## AIM
Echo back, unchanged, the lines of the listing below from the line containing "of the blue" through the end of the listing, both ends included.

## DATA EXCERPTS
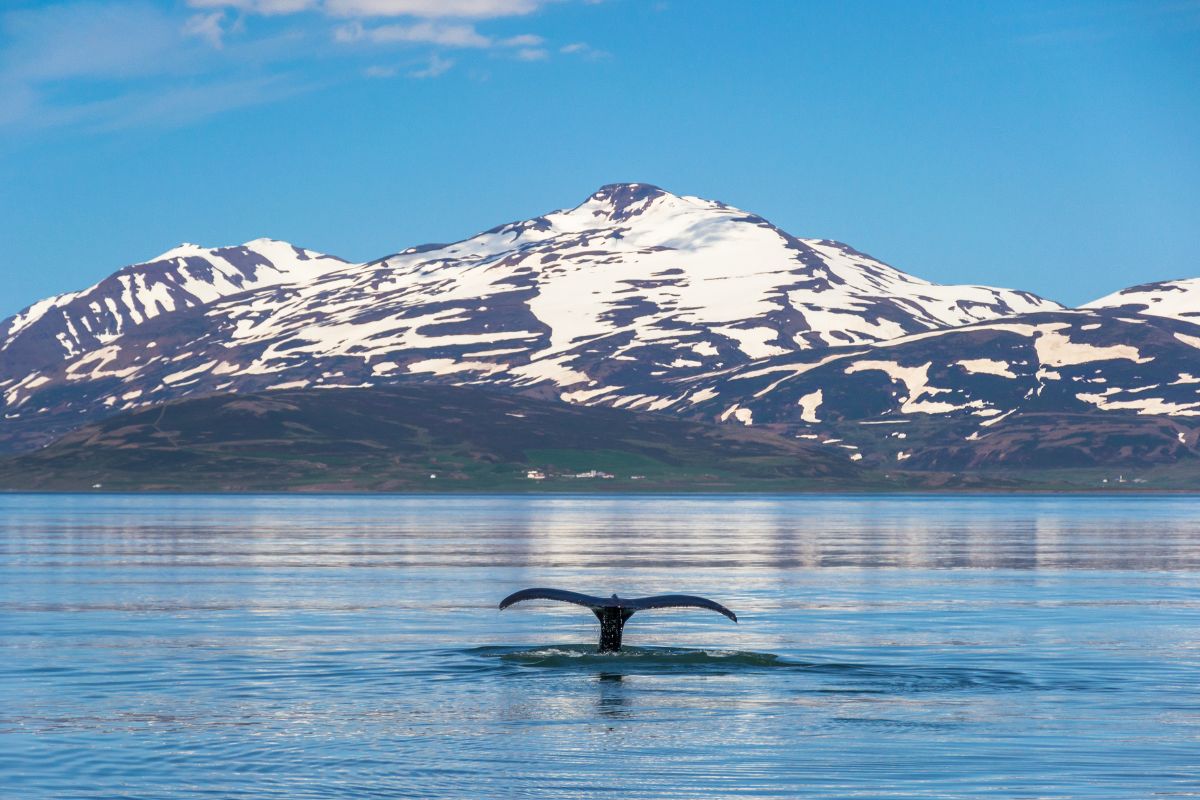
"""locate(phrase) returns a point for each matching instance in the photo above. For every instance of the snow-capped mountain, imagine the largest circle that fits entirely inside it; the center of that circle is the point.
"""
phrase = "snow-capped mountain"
(635, 299)
(1055, 361)
(1171, 299)
(185, 277)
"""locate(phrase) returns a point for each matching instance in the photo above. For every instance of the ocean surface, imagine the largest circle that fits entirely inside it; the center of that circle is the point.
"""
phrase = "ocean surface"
(335, 647)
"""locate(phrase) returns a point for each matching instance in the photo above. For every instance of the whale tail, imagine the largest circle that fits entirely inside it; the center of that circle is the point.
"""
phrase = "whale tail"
(615, 612)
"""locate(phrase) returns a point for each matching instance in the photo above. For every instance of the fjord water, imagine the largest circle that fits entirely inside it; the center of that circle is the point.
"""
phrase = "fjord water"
(935, 647)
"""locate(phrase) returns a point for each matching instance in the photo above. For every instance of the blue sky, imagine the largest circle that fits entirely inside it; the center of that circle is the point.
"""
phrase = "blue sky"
(1048, 145)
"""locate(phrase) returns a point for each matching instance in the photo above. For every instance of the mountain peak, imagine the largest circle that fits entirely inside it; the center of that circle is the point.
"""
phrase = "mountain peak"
(619, 202)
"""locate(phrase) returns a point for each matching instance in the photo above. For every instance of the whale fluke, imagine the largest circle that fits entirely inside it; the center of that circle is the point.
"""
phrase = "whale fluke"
(613, 612)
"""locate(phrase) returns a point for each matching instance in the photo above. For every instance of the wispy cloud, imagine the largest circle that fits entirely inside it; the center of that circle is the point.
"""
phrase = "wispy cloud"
(113, 64)
(209, 26)
(432, 8)
(429, 31)
(267, 7)
(423, 32)
(583, 50)
(437, 66)
(423, 8)
(376, 71)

## FINAL RESULT
"""locate(phrase) returns a point for each matching instance in the photo above. For every instance of the blue sky, imagine the largest circle that fits entirely inside it; the center of that circle is the point.
"""
phrase = "blue sky"
(1048, 145)
"""locate(phrase) returns a point for each matching instance in the photo above. For every instance of the mountain peak, imagine the largest circle that fits entirely inside it; the center of that circle is the point.
"""
phrase = "mountain peak"
(619, 202)
"""locate(phrase) returns a point for each matching instance in the photo above. For every instance of the whale fluke, imagine the largest circle that fits entirely inside it; the center of that circle is the point.
"""
phrase = "whale fluke"
(613, 612)
"""locate(phrase) returns a point for each matching instance in the photo above. For every instance of the wispy cloud, imagine the largest circle that fits entirely inside it; the center of that circle is the point.
"""
phrase = "wispy cloud"
(113, 64)
(209, 26)
(432, 8)
(429, 31)
(267, 7)
(423, 32)
(583, 50)
(437, 66)
(423, 8)
(376, 71)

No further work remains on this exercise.